[Segmentation data]
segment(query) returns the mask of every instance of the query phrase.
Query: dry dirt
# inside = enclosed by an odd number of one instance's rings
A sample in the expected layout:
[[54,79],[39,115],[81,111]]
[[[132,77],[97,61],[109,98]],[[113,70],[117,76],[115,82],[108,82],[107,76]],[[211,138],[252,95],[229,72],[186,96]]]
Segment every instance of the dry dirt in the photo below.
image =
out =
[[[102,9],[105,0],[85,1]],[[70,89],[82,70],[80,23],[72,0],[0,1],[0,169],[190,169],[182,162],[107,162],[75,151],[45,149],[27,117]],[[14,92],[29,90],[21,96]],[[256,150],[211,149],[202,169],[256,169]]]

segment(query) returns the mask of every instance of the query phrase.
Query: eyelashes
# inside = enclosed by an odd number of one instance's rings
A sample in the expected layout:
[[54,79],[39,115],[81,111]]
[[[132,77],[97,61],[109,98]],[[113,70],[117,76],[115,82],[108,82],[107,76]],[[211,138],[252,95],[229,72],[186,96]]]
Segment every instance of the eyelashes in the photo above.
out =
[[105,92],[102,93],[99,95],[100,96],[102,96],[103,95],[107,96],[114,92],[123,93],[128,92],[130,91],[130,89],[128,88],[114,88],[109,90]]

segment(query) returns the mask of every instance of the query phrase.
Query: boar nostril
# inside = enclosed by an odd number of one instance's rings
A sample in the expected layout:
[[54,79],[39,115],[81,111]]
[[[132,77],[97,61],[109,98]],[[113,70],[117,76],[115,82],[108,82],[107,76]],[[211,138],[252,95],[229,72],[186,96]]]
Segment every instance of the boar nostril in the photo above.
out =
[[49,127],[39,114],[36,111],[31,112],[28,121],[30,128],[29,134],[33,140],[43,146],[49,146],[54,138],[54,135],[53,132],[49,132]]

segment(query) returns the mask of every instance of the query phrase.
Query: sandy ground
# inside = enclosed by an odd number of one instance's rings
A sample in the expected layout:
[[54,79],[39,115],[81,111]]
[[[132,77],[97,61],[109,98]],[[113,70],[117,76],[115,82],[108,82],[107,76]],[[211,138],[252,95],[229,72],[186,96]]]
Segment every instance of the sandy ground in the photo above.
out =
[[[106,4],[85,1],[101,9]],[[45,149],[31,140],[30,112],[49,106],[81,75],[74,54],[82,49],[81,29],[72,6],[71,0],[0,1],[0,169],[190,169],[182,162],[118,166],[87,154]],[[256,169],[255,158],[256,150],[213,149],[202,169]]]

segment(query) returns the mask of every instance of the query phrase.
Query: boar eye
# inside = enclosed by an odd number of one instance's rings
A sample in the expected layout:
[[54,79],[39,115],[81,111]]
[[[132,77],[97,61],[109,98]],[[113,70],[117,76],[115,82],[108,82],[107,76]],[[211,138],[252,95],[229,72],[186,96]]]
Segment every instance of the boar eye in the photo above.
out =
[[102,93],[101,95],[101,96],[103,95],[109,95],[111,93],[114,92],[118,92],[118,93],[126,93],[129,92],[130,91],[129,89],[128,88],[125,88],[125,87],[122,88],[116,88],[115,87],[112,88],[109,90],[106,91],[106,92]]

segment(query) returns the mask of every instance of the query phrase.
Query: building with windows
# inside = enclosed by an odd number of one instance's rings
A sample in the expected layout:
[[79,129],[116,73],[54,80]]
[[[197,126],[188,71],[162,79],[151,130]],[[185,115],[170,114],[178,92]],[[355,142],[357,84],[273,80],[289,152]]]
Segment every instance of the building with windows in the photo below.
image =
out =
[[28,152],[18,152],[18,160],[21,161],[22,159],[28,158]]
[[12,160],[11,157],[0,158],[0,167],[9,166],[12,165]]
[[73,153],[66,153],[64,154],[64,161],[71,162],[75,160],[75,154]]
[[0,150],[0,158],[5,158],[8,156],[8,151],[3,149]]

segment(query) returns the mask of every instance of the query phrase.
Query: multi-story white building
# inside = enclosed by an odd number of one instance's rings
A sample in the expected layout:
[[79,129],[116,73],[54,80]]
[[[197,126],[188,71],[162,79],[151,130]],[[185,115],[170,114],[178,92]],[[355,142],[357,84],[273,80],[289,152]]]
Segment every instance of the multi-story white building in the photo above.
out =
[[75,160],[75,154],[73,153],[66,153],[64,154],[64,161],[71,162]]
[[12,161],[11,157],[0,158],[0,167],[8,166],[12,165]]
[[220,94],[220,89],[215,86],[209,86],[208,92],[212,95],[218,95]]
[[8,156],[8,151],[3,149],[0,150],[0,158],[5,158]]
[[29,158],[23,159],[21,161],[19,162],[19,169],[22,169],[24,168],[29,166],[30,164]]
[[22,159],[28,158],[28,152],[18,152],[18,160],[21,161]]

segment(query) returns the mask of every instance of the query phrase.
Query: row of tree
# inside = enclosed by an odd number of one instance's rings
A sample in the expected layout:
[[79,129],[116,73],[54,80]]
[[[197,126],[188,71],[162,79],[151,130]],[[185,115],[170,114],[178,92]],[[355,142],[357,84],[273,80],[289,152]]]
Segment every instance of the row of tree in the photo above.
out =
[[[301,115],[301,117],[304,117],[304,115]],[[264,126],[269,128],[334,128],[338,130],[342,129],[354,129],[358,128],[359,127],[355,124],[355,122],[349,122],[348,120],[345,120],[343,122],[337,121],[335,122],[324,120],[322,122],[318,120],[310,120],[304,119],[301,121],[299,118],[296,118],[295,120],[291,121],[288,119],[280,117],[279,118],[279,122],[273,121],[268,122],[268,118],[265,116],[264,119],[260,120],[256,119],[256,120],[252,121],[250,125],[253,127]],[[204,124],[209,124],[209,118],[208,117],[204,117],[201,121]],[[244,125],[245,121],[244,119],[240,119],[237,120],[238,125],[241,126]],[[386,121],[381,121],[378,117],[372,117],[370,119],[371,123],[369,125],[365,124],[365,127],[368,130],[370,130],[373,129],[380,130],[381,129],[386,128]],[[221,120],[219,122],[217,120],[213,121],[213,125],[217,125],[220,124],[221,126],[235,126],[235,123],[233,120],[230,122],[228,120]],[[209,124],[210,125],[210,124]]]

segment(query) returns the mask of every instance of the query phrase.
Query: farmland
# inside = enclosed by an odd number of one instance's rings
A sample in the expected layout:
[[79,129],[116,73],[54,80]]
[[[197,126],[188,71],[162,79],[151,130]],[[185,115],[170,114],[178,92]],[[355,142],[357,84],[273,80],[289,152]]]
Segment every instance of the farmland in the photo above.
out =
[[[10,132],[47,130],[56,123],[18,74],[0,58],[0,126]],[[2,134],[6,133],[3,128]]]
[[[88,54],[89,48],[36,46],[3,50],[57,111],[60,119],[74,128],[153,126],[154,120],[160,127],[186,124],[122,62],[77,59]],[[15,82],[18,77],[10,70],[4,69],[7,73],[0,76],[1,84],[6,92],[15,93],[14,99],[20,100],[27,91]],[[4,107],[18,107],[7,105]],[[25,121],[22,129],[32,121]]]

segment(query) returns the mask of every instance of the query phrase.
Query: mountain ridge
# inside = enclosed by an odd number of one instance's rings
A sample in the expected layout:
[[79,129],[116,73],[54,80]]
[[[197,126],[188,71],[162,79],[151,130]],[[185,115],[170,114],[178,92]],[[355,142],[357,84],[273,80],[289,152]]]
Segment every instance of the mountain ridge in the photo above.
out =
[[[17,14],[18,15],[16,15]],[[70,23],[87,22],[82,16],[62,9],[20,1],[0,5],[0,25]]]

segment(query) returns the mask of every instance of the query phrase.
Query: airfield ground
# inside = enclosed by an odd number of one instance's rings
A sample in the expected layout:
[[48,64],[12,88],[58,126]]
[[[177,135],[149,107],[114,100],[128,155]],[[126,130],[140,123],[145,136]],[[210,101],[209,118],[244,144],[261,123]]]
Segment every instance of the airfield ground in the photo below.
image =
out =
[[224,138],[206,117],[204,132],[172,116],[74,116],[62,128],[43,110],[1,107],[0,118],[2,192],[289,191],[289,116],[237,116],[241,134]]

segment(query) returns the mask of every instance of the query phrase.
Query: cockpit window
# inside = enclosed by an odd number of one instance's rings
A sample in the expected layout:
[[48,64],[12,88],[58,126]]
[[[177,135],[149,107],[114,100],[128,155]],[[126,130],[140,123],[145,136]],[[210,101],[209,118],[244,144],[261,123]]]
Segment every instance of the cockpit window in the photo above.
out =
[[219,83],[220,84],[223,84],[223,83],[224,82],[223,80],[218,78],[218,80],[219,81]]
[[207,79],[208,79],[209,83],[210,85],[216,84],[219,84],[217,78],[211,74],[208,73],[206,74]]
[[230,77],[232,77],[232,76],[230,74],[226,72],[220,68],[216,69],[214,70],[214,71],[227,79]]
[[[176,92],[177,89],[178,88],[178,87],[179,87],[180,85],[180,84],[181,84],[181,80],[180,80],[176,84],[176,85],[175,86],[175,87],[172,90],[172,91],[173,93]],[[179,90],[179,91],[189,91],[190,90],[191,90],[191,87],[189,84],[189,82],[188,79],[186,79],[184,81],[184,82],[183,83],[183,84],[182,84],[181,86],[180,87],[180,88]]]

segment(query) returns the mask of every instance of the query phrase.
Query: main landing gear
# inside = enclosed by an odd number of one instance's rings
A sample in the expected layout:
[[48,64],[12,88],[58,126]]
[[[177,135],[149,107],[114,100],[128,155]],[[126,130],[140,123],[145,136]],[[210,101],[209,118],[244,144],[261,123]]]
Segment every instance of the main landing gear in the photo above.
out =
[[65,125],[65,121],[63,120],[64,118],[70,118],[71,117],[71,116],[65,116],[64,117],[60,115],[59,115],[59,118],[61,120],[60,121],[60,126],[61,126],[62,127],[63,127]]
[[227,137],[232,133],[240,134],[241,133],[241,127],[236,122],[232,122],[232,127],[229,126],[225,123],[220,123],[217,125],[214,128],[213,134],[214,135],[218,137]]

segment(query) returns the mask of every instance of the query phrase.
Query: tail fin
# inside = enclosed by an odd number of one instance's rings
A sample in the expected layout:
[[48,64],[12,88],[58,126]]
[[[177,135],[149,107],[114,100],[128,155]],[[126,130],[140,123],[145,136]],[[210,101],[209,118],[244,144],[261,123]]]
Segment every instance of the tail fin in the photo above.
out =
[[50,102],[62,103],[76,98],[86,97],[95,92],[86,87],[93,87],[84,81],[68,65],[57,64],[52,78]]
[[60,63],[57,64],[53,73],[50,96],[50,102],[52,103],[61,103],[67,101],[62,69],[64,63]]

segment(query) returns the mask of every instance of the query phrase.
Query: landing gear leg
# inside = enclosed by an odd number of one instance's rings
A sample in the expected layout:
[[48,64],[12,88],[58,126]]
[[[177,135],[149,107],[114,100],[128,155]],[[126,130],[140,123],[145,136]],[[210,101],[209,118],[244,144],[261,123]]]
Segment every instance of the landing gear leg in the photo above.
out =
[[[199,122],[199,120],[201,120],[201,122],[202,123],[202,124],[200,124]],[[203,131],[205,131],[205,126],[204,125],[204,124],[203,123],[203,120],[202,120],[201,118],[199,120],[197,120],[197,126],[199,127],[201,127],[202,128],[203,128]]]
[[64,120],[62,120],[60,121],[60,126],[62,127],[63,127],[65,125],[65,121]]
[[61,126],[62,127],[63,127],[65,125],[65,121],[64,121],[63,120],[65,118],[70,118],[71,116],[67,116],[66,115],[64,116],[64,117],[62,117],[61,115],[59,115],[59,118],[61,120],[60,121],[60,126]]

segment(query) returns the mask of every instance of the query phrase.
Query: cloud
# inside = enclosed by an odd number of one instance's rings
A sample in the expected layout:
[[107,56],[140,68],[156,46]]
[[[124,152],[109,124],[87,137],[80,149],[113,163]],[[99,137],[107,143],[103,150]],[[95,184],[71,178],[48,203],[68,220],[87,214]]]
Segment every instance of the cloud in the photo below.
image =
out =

■ **WHAT IS REQUIRED**
Return every line of the items above that contains the word "windows". Copy each line in full.

■ **PROBLEM SOLUTION**
Query: building with windows
Segment every instance of the building with windows in the photo below.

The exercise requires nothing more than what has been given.